:: EXERCISE ::
Please pull out each line of the entries below that contains the word "right", copying every such line in full.

:: RECORDED INFORMATION ::
☆ ☆ ☆

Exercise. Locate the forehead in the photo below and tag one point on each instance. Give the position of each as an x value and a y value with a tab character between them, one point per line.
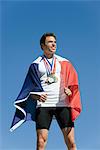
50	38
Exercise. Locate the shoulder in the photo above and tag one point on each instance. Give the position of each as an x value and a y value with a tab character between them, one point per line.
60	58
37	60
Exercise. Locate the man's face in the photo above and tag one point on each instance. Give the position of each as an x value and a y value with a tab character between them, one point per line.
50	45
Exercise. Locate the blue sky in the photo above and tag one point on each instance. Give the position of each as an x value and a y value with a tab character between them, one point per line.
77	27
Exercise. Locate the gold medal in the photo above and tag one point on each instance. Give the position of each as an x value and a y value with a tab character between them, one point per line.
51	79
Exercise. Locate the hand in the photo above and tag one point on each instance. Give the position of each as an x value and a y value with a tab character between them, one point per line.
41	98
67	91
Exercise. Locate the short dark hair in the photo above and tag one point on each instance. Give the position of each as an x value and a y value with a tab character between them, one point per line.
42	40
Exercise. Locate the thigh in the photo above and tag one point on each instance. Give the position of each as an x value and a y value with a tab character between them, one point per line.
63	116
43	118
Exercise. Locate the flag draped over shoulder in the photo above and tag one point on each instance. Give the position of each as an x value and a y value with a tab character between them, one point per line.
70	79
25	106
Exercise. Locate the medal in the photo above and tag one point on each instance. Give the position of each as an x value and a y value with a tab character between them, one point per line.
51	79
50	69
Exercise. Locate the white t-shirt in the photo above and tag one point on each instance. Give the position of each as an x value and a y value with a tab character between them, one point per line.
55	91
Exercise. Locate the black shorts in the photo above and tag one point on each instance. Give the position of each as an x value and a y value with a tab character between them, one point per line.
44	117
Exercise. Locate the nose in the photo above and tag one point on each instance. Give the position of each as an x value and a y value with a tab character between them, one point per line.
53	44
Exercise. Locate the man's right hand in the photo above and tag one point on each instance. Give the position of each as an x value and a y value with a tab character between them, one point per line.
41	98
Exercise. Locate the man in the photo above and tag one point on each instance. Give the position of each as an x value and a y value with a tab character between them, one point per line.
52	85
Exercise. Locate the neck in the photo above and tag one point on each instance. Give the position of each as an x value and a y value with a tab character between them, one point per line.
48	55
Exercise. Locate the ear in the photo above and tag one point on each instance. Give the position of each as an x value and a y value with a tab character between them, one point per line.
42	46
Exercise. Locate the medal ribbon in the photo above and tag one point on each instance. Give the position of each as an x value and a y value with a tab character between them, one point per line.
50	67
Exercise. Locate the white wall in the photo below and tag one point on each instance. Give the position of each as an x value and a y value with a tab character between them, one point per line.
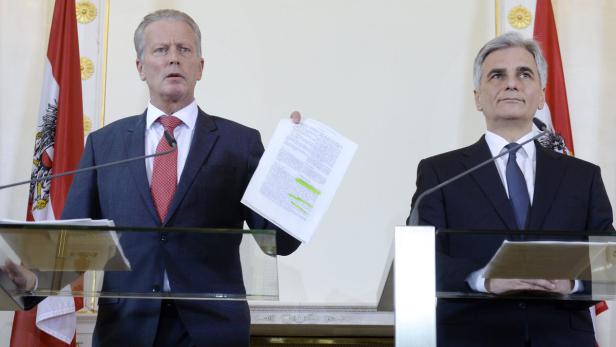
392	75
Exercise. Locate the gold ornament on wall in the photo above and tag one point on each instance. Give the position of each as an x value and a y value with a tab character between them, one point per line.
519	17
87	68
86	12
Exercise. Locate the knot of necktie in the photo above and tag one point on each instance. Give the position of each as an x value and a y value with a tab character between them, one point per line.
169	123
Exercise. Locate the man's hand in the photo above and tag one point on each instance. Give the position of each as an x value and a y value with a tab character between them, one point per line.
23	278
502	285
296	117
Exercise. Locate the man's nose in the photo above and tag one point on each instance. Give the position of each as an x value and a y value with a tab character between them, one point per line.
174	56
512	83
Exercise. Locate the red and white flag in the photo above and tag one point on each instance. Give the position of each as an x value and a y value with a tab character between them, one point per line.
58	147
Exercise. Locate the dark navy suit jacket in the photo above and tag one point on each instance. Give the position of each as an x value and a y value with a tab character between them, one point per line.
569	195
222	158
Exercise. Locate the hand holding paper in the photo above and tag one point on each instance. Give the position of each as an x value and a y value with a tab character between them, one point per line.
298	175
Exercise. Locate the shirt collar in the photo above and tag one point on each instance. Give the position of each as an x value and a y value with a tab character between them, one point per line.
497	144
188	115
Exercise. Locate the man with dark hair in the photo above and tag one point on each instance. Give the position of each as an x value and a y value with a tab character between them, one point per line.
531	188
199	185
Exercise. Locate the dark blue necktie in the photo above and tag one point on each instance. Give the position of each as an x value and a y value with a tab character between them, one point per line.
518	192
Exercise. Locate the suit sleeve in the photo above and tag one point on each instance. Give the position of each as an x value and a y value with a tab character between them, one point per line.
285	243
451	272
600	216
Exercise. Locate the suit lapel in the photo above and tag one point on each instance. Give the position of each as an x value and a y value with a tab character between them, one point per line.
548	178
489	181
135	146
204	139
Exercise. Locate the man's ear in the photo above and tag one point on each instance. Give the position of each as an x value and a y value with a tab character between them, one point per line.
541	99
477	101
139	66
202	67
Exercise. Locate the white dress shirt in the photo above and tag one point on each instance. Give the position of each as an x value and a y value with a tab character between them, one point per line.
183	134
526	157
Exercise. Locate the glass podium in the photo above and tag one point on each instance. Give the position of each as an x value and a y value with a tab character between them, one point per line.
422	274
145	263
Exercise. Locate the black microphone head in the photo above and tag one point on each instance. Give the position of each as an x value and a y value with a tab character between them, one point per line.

☆ ☆ ☆

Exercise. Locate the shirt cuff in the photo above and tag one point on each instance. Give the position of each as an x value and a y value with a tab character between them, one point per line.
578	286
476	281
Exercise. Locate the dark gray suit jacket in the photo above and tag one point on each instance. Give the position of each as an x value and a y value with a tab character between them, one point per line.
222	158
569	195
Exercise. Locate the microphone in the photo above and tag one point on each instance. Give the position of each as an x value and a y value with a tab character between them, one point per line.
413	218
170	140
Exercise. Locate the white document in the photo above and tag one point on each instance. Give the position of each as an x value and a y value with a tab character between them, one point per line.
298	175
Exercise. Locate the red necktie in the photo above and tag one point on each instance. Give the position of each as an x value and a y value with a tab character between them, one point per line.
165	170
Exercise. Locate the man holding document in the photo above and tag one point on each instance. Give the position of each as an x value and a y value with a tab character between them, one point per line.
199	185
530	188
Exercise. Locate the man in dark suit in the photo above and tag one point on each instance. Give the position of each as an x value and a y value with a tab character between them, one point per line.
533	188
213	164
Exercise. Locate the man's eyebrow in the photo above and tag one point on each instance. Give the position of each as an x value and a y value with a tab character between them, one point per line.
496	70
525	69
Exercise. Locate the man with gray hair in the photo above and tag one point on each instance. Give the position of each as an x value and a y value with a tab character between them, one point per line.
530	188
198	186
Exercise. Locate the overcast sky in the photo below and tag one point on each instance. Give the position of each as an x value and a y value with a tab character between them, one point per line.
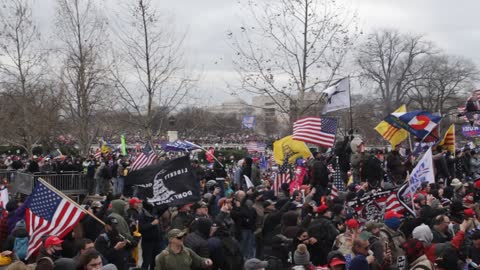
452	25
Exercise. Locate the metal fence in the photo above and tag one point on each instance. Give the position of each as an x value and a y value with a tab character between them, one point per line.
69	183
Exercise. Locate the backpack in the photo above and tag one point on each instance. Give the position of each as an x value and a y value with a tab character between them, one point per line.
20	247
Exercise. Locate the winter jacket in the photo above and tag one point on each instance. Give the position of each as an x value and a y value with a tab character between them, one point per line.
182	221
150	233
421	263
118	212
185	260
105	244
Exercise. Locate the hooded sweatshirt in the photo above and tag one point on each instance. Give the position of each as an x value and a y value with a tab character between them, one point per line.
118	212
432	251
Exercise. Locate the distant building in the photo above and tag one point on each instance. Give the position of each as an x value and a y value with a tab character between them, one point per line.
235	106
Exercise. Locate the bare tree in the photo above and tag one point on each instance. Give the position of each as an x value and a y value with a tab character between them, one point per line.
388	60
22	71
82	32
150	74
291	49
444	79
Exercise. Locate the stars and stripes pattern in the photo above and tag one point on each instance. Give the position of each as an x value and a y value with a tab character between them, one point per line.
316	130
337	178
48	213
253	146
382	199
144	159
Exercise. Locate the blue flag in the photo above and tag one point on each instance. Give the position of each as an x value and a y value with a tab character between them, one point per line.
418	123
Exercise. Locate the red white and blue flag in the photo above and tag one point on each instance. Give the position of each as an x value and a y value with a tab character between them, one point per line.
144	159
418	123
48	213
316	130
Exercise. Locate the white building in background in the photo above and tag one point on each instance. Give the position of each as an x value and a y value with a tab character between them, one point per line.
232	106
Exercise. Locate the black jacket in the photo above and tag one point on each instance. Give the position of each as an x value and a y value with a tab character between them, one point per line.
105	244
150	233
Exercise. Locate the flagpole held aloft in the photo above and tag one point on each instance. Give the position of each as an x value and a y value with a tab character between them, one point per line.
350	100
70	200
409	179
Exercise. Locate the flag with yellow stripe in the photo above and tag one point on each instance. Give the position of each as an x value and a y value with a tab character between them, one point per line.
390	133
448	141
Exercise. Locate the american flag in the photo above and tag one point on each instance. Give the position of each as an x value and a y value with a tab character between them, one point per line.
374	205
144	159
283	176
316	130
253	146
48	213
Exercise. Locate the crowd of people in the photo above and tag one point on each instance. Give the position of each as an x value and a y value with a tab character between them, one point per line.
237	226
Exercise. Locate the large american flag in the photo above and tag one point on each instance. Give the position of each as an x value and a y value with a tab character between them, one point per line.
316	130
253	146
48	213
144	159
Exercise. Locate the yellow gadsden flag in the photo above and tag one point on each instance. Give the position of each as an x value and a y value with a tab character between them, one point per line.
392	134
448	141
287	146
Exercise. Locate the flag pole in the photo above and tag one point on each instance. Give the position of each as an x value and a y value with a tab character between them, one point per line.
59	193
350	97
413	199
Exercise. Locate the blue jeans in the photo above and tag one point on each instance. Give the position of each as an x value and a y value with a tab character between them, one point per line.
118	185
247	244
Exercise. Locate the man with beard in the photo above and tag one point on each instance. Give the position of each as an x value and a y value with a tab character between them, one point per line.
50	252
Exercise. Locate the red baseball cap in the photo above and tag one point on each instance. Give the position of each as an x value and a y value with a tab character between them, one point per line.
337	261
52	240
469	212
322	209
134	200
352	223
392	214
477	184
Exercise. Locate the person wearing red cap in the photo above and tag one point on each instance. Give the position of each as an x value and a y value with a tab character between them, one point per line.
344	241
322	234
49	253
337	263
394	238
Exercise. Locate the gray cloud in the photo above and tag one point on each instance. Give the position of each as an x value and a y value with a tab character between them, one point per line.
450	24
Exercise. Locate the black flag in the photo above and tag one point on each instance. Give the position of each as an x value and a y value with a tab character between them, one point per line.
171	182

☆ ☆ ☆

:: SOLUTION TO THIS TASK ::
Exercise. Locate the man's right hand in the photo above and tag one point on each instance. Give the position of each as an x value and a y value with a tab character between them, one point per line.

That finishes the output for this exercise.